HALAMAN →
▽

PM, Banda Aceh – Jeda untuk iklim 2019 menjadi momentum bagi masyarakat dunia, khususnya Indonesia untuk lantang menyuarakan pentingnya aksi nyata mengatasi krisis lingkungan. Apalagi, dampak dari masalah ini mendera seluruh lapisan masyarakat, tak terkecuali kaum perempuan.
Koordinator Program Solidaritas Perempuan (SP) Aceh, Rahmil Izzati mengatakan, dampak dari perubahan iklim yang sangat membebani kaum perempuan, di antaranya masalah kekeringan dan hilangnya sumber air bersih di lingkungan mereka.
“Bagi perempuan desa yang sangat menggantungkan hidupnya dari alam, krisis iklim global memberikan dampak yang berlebih bagi mereka, karena peran gendernya membuat beban tanggung jawabnya lebih besar ketika sumber air menjadi hilang,” ujarnya, Sabtu (21/9/2019).
Pegiat perempuan, Ruwaida terkait hal ini mengungkapkan, pemimpin di tingkat gampong seharusnya menjadi teladan terdepan untuk menyuarakan pentingnya menyelamatkan lingkungan. Hal itu bisa dimulai dari mengedukasi masyarakatnya sendiri.
“Saat ini, masyarakat kadang belum siap menghadapi krisis lingkungan karena informasi dan pengetahuan untuk menyikapinya kondisi tersebut belum mencukupi,” ujar Ruwaida.
Ruwaida juga menyoroti lemahnya prioritas penanganan negara. Ia menyesalkan pemerintah yang kerap membuka lebar akses bagi praktik pemilik modal yang mengeksploitasi hasil sumber daya alam secara berlebihan.

△

PERINTAH TUGAS → Lanjutkan berita tentang dampak krisis iklim bagi perempuan di Aceh, dimulai tepat setelah kalimat terakhirnya.

DATA YANG DIBERIKAN →
▽

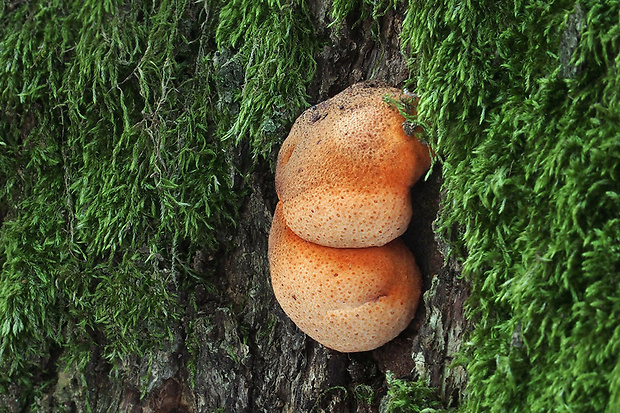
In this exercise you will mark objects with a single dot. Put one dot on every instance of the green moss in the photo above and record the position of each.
(117, 160)
(531, 152)
(410, 396)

△

JAWABAN SOAL →
“Bahkan mengeluarkan kebijakan obral kekayaan alamnya dengan izin ekplorasi dimana-mana,” kritiknya.
Karenanya, SP-Aceh menilai, gerakan kampanye Jeda Iklim Aceh 2019 harus mendapat perhatian, baik di masyarakat maupun pemerintah. Pesannya jelas, bahwa krisis iklim merupakan tanggung jawab manusia.
“Semua pihak harus menyadari, dampak buruk perubahan iklim saat ini akibat dari kelalaian manusia sendiri,” pungkasnya.
Bulan ini, Gerakan Jeda Iklim 2019 masih terus dikampanyekan. Di Aceh, gerakan ini dilakukan oleh jaringan pemerhati lingkungan yang terdiri dari CSO, komunitas muda dan kelompok masyarakat di akar rumput.
Serangkaian kegiatan digelar. Seperti kemarin, Sabtu (21/9) diadakan gotong royong membersihkan gampong dan memilah sampah di gampong Lambaro Seubon, Aceh Besar. Sekitar 150 orang terlibat dalam kegiatan ini.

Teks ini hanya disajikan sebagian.